§ **Text under study**:

^^^^^^^^^^^^^^^^

Oh, I wish I lived in the land of cotton...oh, wait. I do.

Tuesday, September 30, 2008

On New Motherhood

A good friend had a baby a little over a week ago. I visited her and her beautiful brand new girl in the hospital last week, and I emailed a bit with her over the weekend. Our visit at the hospital went fine; she looked a little frustrated with her attempts to breastfeed, but otherwise seemed calm and composed.

I remember those days in the hospital. I probably seemed really with it those first couple of days after Caetlin was born too. The thing about the hospital is that it is a haven of safety. No one will let your baby die in the hospital, at least not as a result of your ignorance. You are not left working without a net, alone, charged entirely with this beautiful fragile thing's well-being. You are surrounded by people who have seen it all and done it all a thousand times, who never panic when the baby cries because she's hungry or frustrated.

^^^^^^^^^^^^^^^^

§ **Provided records**:
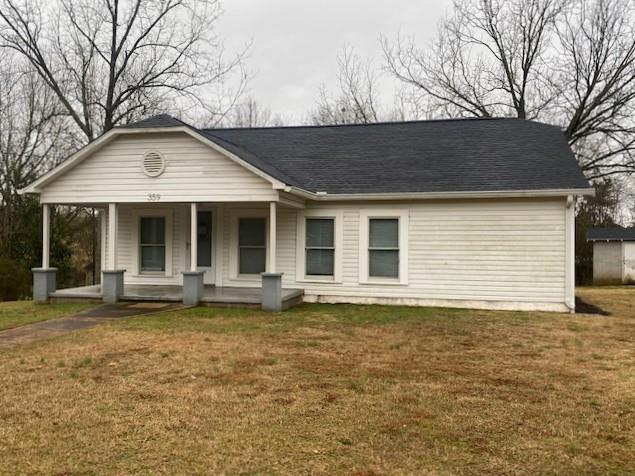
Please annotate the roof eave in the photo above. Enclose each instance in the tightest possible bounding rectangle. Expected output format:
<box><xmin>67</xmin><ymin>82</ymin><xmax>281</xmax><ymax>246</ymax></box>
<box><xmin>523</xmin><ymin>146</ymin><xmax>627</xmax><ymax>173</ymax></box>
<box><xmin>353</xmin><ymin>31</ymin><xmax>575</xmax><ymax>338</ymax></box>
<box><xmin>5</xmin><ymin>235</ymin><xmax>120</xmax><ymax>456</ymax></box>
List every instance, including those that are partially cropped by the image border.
<box><xmin>286</xmin><ymin>187</ymin><xmax>595</xmax><ymax>201</ymax></box>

^^^^^^^^^^^^^^^^

§ **Description of the task**:
In the blog post on new motherhood, edit the part that opens with the words containing "A good friend" and closes with "calm and composed.", and write it out with "hospital" changed to "clinic".

§ **Expected output**:
A good friend had a baby a little over a week ago. I visited her and her beautiful brand new girl in the clinic last week, and I emailed a bit with her over the weekend. Our visit at the clinic went fine; she looked a little frustrated with her attempts to breastfeed, but otherwise seemed calm and composed.